(Given text begins)

Skip to main content
off the charts
POLICY INSIGHT
BEYOND THE NUMBERS

Correcting the Record: Medicaid Block Grants Would Affect More Than Healthy Adults

Health and Human Services Secretary Alex Azar says that our analysis of how the Trump Administration’s “Healthy Adult Opportunity” Medicaid block grant proposal would affect pregnant women, low-income parents, and people with disabilities is incorrect, claiming that block grants would only affect “healthy adults” and wouldn’t affect people’s eligibility for coverage. He’s wrong on both counts.

The Administration’s block grant guidance invites states to seek demonstration projects (often called waivers) that would cap their annual federal funding and give them new authorities to cut coverage and benefits for certain adults under 65 years of age “who qualify for Medicaid on a basis other than disability or need for long-term care services and supports.”

(Given text ends)
(Raw data begins)

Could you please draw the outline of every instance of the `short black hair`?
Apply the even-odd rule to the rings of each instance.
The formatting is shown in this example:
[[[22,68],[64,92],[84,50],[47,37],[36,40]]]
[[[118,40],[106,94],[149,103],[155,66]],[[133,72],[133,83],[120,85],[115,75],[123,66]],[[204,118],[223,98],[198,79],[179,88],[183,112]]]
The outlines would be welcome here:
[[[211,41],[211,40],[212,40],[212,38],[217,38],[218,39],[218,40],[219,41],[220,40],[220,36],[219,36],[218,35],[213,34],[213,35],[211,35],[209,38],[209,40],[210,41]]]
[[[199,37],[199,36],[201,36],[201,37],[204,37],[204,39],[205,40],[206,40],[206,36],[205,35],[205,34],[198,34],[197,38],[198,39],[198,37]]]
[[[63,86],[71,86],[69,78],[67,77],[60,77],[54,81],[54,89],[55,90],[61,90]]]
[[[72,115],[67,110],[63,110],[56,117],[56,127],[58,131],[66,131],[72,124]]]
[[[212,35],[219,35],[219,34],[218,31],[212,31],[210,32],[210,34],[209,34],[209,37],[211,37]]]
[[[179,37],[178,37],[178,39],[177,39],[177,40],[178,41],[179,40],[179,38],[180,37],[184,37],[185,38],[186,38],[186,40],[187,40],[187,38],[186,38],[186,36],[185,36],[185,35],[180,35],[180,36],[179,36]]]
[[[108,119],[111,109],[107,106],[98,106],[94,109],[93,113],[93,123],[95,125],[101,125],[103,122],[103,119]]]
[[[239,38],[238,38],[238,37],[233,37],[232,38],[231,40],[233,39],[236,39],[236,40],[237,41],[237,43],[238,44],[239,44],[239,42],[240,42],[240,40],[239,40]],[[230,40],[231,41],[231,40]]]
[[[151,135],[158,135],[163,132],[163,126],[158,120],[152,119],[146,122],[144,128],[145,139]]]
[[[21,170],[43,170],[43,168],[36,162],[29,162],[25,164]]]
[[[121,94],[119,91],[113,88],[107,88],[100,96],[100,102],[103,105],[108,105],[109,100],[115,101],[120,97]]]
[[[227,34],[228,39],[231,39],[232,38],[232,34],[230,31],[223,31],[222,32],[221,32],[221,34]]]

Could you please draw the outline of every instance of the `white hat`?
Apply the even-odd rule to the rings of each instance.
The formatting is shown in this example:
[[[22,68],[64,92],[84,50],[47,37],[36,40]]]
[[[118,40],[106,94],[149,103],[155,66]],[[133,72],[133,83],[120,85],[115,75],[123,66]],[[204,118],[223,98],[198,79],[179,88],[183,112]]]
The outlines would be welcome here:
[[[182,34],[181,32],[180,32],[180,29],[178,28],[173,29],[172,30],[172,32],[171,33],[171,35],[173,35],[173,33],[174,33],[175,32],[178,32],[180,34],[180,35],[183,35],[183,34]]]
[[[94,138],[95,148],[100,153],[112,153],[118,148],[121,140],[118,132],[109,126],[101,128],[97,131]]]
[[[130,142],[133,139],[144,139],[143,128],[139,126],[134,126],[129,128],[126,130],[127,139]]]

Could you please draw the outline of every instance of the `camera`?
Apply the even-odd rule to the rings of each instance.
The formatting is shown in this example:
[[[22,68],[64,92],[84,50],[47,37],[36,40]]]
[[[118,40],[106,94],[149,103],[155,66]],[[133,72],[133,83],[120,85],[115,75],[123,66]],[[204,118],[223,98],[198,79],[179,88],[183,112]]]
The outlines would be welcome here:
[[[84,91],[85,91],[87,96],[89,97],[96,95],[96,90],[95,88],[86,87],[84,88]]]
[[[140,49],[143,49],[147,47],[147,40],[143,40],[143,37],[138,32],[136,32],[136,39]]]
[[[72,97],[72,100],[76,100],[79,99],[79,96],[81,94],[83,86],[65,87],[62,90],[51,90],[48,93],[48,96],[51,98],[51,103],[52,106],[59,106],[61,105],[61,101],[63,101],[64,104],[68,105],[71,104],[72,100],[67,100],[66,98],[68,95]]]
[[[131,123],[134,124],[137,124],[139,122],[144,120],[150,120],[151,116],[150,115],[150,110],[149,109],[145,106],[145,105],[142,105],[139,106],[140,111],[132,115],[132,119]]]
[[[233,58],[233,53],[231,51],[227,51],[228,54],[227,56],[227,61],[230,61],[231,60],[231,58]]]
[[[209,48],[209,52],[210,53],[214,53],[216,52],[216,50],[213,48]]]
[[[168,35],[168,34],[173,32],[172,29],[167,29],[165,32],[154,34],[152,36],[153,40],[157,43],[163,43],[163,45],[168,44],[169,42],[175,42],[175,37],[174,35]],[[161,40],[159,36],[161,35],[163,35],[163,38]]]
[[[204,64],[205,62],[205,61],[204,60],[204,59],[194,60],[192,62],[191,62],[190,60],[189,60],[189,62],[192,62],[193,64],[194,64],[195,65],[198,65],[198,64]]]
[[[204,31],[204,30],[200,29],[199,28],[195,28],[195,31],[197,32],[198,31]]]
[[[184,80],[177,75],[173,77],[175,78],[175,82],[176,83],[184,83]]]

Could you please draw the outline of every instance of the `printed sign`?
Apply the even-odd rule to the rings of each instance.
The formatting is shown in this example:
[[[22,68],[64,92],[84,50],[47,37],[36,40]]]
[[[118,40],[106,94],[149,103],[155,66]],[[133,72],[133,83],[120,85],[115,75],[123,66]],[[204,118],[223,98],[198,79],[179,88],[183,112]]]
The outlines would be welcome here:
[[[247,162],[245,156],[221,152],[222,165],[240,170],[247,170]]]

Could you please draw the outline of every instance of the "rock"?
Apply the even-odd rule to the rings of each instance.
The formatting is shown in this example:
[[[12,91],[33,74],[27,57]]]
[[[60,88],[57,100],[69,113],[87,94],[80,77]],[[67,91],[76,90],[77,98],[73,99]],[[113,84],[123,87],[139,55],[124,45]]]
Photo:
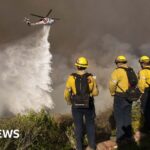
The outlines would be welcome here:
[[[97,150],[114,150],[117,144],[114,141],[108,140],[97,144]]]

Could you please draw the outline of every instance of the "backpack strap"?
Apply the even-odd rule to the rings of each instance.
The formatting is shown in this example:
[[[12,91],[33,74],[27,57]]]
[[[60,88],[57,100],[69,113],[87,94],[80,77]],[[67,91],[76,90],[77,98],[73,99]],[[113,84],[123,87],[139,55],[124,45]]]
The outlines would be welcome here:
[[[150,68],[149,67],[145,67],[142,70],[150,70]],[[150,84],[147,81],[146,81],[146,84],[150,87]]]

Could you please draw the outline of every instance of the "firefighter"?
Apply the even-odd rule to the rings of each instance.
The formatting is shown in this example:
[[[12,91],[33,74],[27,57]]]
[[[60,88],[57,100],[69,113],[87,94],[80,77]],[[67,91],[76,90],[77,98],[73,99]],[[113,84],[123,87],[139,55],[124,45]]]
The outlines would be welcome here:
[[[142,56],[139,59],[141,70],[138,74],[138,87],[143,93],[141,97],[141,109],[143,116],[143,126],[141,131],[150,133],[150,58]]]
[[[85,71],[88,67],[88,60],[85,57],[78,58],[75,66],[77,68],[76,72],[72,73],[66,82],[64,98],[68,104],[72,105],[76,149],[83,149],[85,118],[89,148],[96,150],[95,106],[93,97],[98,95],[98,87],[94,76]]]
[[[129,88],[128,77],[125,71],[128,68],[125,56],[118,56],[115,59],[117,68],[112,72],[109,82],[109,90],[114,96],[114,118],[116,121],[116,142],[121,144],[132,138],[131,108],[132,103],[125,96]],[[124,69],[125,68],[125,69]]]

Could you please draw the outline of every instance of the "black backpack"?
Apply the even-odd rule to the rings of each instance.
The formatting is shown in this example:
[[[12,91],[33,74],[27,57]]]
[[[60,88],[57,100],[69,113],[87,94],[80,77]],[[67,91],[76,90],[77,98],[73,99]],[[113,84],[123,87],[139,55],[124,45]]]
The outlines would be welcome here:
[[[75,108],[89,108],[90,90],[88,77],[92,76],[90,73],[79,75],[77,73],[71,74],[75,78],[76,95],[71,95],[72,106]]]
[[[146,68],[144,68],[144,69],[150,70],[150,68],[148,68],[148,67],[146,67]],[[146,82],[146,84],[149,86],[146,90],[147,90],[148,92],[150,92],[150,84],[149,84],[148,82]]]
[[[125,92],[127,100],[130,102],[137,101],[141,97],[141,92],[140,92],[139,88],[137,87],[138,78],[137,78],[133,68],[131,68],[131,67],[129,67],[129,68],[120,67],[120,68],[122,68],[126,71],[126,74],[128,77],[129,88]],[[121,90],[123,91],[123,89],[121,89]]]

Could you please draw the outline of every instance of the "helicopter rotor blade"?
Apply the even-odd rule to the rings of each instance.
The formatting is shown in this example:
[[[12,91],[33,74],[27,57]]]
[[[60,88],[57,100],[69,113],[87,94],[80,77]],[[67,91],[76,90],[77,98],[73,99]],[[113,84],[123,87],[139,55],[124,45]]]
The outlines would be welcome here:
[[[38,18],[45,18],[45,17],[43,17],[43,16],[40,16],[40,15],[36,15],[36,14],[30,14],[31,16],[34,16],[34,17],[38,17]]]
[[[49,10],[49,12],[47,13],[46,17],[48,17],[51,12],[52,12],[52,9]]]
[[[55,17],[54,17],[54,18],[52,18],[52,19],[54,19],[54,20],[60,20],[60,18],[55,18]]]

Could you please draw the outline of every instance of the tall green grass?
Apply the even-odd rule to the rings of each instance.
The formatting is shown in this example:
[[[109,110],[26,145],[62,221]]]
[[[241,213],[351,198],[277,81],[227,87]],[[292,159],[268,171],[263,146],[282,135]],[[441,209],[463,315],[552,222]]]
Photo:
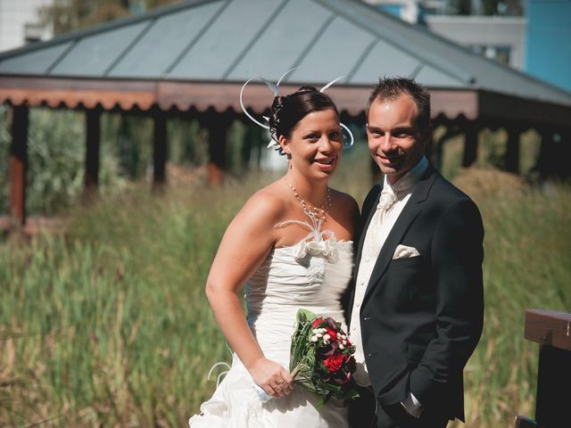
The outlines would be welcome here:
[[[365,152],[334,179],[359,202]],[[525,309],[571,308],[571,189],[502,188],[504,176],[484,172],[459,180],[486,234],[467,422],[508,427],[534,411],[538,348],[524,339]],[[62,235],[0,243],[0,425],[185,426],[215,387],[209,368],[229,360],[203,292],[210,264],[232,217],[275,177],[131,190],[74,209]]]

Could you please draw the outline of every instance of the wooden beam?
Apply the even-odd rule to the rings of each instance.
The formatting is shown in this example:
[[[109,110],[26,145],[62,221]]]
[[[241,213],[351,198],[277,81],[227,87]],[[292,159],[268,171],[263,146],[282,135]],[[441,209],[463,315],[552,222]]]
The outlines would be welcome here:
[[[28,106],[12,107],[10,145],[10,217],[18,226],[23,226],[26,223],[28,126]]]
[[[525,337],[542,345],[571,350],[571,314],[527,309]]]
[[[234,114],[231,111],[217,113],[210,110],[200,120],[208,129],[208,180],[211,185],[219,185],[224,180],[226,170],[226,139]]]
[[[155,112],[153,139],[153,187],[160,189],[165,183],[167,162],[167,117],[163,111]]]
[[[99,141],[101,135],[101,111],[86,111],[86,175],[85,192],[96,192],[99,183]]]
[[[516,124],[507,127],[508,143],[506,144],[506,170],[519,173],[519,137],[521,128]]]
[[[465,135],[462,166],[468,168],[476,161],[477,156],[478,128],[473,120],[465,122],[461,128]]]

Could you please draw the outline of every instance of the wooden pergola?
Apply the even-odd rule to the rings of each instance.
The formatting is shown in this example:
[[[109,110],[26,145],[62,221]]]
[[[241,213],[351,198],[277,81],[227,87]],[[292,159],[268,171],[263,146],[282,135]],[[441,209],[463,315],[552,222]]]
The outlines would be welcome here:
[[[476,158],[484,128],[508,131],[506,169],[517,172],[519,136],[542,136],[541,172],[565,169],[571,154],[571,95],[444,41],[360,2],[189,0],[142,15],[62,35],[0,54],[0,103],[12,108],[10,216],[26,221],[29,110],[85,111],[86,191],[96,188],[100,116],[137,111],[152,117],[153,185],[165,180],[167,120],[193,117],[210,132],[210,177],[219,181],[226,135],[235,119],[242,84],[258,73],[276,81],[301,65],[280,86],[319,85],[346,75],[327,89],[342,115],[364,125],[364,108],[379,75],[412,76],[432,95],[433,142],[438,166],[444,142],[465,136],[463,165]],[[292,21],[293,19],[296,21]],[[311,23],[311,31],[291,26]],[[273,46],[279,46],[272,56]],[[166,50],[165,50],[166,49]],[[269,52],[269,54],[268,54]],[[153,53],[151,54],[150,53]],[[343,61],[331,62],[331,55]],[[391,61],[386,61],[390,58]],[[327,72],[322,64],[327,64]],[[271,94],[248,86],[247,108],[267,112]]]

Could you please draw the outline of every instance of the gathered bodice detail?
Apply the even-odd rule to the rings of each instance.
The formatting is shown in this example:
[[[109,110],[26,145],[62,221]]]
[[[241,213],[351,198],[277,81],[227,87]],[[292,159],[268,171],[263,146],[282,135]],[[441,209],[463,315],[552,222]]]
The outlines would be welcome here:
[[[318,229],[320,221],[288,220],[277,226],[292,224],[308,228],[309,235],[294,245],[274,248],[245,286],[248,325],[262,349],[282,357],[289,356],[284,350],[289,350],[298,309],[344,325],[341,297],[352,271],[352,241],[337,241],[333,232]]]
[[[341,322],[346,331],[341,297],[351,280],[352,242],[337,241],[331,231],[289,220],[278,227],[297,224],[309,235],[294,245],[274,248],[245,285],[247,321],[261,351],[289,367],[290,345],[297,310],[311,310]],[[332,399],[317,406],[319,398],[296,386],[283,398],[261,401],[258,387],[238,357],[201,414],[189,420],[191,428],[345,428],[347,407]]]

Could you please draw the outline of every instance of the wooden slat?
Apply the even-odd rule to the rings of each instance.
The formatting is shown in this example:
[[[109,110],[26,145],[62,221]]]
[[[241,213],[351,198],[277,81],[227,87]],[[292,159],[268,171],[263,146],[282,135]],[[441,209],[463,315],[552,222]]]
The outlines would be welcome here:
[[[99,139],[101,111],[88,110],[86,111],[86,192],[96,190],[99,182]]]
[[[536,426],[539,425],[534,419],[522,416],[521,415],[517,415],[516,416],[516,424],[514,424],[514,428],[535,428]]]
[[[554,310],[525,310],[528,341],[571,350],[571,314]]]
[[[14,106],[10,145],[10,216],[18,226],[26,222],[26,173],[28,169],[28,118],[26,105]]]

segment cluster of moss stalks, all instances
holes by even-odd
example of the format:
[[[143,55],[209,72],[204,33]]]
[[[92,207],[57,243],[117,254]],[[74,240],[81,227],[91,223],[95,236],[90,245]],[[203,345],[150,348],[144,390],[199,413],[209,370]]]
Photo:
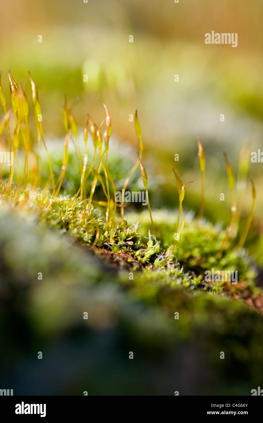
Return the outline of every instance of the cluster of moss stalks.
[[[151,279],[152,271],[157,270],[161,272],[160,283],[162,284],[182,284],[192,288],[200,286],[216,292],[224,291],[236,298],[247,299],[248,302],[249,299],[252,300],[252,304],[250,305],[255,305],[256,300],[258,307],[262,308],[263,302],[261,304],[261,299],[258,300],[261,298],[261,291],[253,282],[256,272],[243,248],[255,207],[256,190],[252,180],[251,211],[243,232],[241,234],[239,233],[244,195],[244,190],[239,190],[237,186],[241,186],[239,183],[241,181],[243,186],[247,182],[249,159],[247,149],[242,149],[241,153],[237,184],[226,154],[224,154],[231,195],[231,219],[225,231],[205,222],[203,218],[205,200],[205,160],[203,149],[198,137],[201,195],[197,218],[185,222],[182,202],[187,185],[193,181],[183,184],[175,168],[173,171],[179,196],[177,220],[171,213],[168,216],[161,212],[152,214],[148,195],[148,177],[142,162],[143,145],[136,111],[134,124],[138,141],[137,158],[125,180],[121,201],[117,203],[112,176],[113,170],[110,168],[108,159],[111,122],[106,105],[103,104],[106,117],[100,125],[97,126],[90,116],[87,115],[84,130],[84,153],[82,155],[81,151],[83,148],[79,145],[78,125],[73,112],[79,99],[76,99],[68,107],[65,96],[62,109],[65,131],[64,151],[61,172],[55,180],[43,136],[38,90],[32,76],[29,75],[36,143],[29,128],[29,106],[23,85],[21,84],[19,87],[9,72],[11,107],[8,110],[0,75],[0,100],[4,113],[0,124],[0,135],[5,143],[6,150],[9,151],[10,157],[12,155],[13,157],[8,178],[5,179],[3,176],[1,178],[2,199],[8,200],[19,209],[26,209],[28,213],[36,214],[41,220],[51,226],[68,231],[79,241],[95,248],[97,253],[109,252],[114,259],[116,255],[122,255],[131,272],[138,269],[142,270],[144,272],[144,280]],[[87,154],[89,134],[94,148],[94,155],[90,161]],[[68,162],[70,140],[74,145],[81,174],[79,189],[73,196],[61,193]],[[41,176],[39,170],[41,161],[43,160],[40,155],[41,143],[46,149],[49,168],[46,179]],[[19,157],[22,156],[24,158],[22,171],[18,159]],[[145,213],[139,215],[140,226],[136,223],[135,220],[128,224],[124,214],[125,190],[138,166],[148,206],[147,216]],[[88,178],[90,175],[93,175],[91,184]],[[99,185],[103,197],[95,201],[94,195]],[[239,239],[236,242],[238,236]],[[205,282],[205,271],[212,267],[220,270],[237,270],[238,283],[231,285],[230,281]],[[154,277],[156,277],[156,275]]]

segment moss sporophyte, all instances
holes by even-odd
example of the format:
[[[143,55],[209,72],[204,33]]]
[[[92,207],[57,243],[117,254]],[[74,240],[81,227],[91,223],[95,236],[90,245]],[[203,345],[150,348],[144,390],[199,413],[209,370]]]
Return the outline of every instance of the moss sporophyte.
[[[69,231],[82,243],[115,253],[125,253],[127,255],[127,260],[131,260],[131,258],[133,258],[133,260],[143,266],[149,266],[152,269],[157,269],[159,270],[165,268],[168,271],[177,274],[181,268],[177,261],[179,260],[187,271],[195,272],[194,275],[184,273],[187,284],[189,283],[197,286],[202,280],[204,281],[204,272],[211,269],[211,264],[214,268],[220,271],[236,268],[239,276],[247,277],[247,280],[252,280],[255,277],[251,272],[248,276],[250,262],[249,263],[249,261],[246,264],[244,264],[241,258],[242,255],[240,251],[244,251],[243,247],[252,220],[256,188],[251,180],[251,210],[243,230],[240,233],[239,225],[244,198],[239,191],[238,187],[237,188],[234,172],[225,153],[224,156],[231,194],[231,207],[230,223],[225,232],[214,230],[212,225],[209,226],[210,224],[206,223],[203,219],[205,212],[206,164],[204,149],[198,136],[201,186],[201,201],[197,219],[193,221],[194,224],[186,223],[182,207],[187,186],[193,181],[189,181],[183,184],[177,170],[174,168],[175,182],[179,195],[179,198],[176,196],[174,202],[178,206],[178,215],[176,221],[176,217],[172,214],[175,223],[171,223],[168,226],[165,222],[166,229],[165,231],[163,229],[163,224],[160,223],[158,214],[151,210],[150,206],[149,197],[152,197],[154,192],[151,191],[151,178],[148,178],[144,164],[142,130],[137,110],[134,118],[138,146],[137,158],[134,154],[134,165],[131,166],[127,176],[122,179],[120,182],[114,177],[117,173],[116,163],[112,165],[112,161],[109,159],[109,151],[115,153],[116,150],[111,142],[112,122],[107,106],[103,104],[105,117],[99,125],[97,125],[90,115],[87,114],[83,132],[83,145],[80,146],[79,131],[74,115],[74,107],[79,98],[77,97],[68,106],[65,95],[62,108],[65,138],[63,155],[59,164],[61,167],[58,172],[55,170],[57,169],[58,165],[55,165],[54,161],[51,159],[45,141],[43,120],[35,80],[29,73],[31,109],[24,87],[16,83],[10,71],[10,104],[7,105],[8,102],[3,88],[1,77],[0,74],[0,100],[3,115],[0,120],[0,135],[6,146],[5,156],[2,154],[1,157],[6,157],[7,161],[9,158],[10,165],[7,177],[1,176],[2,198],[13,201],[18,207],[24,207],[28,211],[35,206],[38,215],[50,225],[58,226]],[[35,122],[35,139],[34,130],[30,127],[31,118],[29,119],[29,116],[31,118],[31,115]],[[75,158],[78,164],[80,175],[73,195],[63,194],[63,190],[66,186],[65,179],[67,179],[68,167],[72,165],[71,153],[69,153],[69,142],[72,142],[74,146]],[[40,154],[41,143],[46,151],[46,158]],[[91,154],[88,152],[90,144],[94,149]],[[241,180],[243,184],[246,184],[247,179],[249,156],[247,148],[242,149],[238,181]],[[21,158],[23,159],[22,169],[20,168]],[[46,177],[41,170],[45,160],[47,161],[45,168],[49,170]],[[145,191],[127,190],[129,184],[131,183],[131,176],[136,172],[139,174],[138,167]],[[65,185],[63,184],[64,183]],[[119,191],[117,191],[116,186]],[[148,190],[150,191],[149,195]],[[134,195],[136,193],[137,197],[141,194],[142,203],[148,205],[149,214],[144,223],[141,222],[140,226],[142,212],[138,215],[138,225],[133,223],[128,224],[125,218],[127,199],[130,195],[128,201],[132,201],[130,198],[133,198],[133,193]],[[181,216],[182,221],[179,231]],[[146,237],[147,241],[146,241]],[[205,247],[203,244],[202,240],[205,238],[211,239],[211,249],[209,253],[207,246]],[[204,287],[205,286],[204,285]],[[218,286],[210,287],[216,290]]]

(Raw data ends)

Directions ▸ From the Medicaid block grant text above, return verbatim the passage that opens with the words containing "Skip to main" and closes with "on both counts.".

Response below ▸
Skip to main content
off the charts
POLICY INSIGHT
BEYOND THE NUMBERS

Correcting the Record: Medicaid Block Grants Would Affect More Than Healthy Adults

Health and Human Services Secretary Alex Azar says that our analysis of how the Trump Administration’s “Healthy Adult Opportunity” Medicaid block grant proposal would affect pregnant women, low-income parents, and people with disabilities is incorrect, claiming that block grants would only affect “healthy adults” and wouldn’t affect people’s eligibility for coverage. He’s wrong on both counts.